Written problem - Reproduce the following material line by line, without any alteration.

Dataset excerpts -
════

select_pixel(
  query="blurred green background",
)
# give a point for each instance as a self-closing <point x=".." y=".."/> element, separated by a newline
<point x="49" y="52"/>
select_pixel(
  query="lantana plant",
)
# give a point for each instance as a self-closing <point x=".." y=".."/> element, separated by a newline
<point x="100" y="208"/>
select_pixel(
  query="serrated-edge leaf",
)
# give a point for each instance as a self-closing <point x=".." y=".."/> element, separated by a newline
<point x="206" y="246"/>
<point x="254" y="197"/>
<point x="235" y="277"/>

════

Written response -
select_pixel(
  query="blurred green background",
)
# give a point for each instance as a self-closing <point x=".." y=".."/> element, separated by a newline
<point x="49" y="52"/>
select_pixel(
  query="lantana plant",
)
# give a point for each instance as a self-closing <point x=".." y=".."/> element, separated by a newline
<point x="100" y="208"/>
select_pixel(
  query="serrated-edge leaf",
)
# give a point for each instance as a self-closing <point x=".." y=".."/> element, separated by a newline
<point x="206" y="246"/>
<point x="254" y="197"/>
<point x="235" y="277"/>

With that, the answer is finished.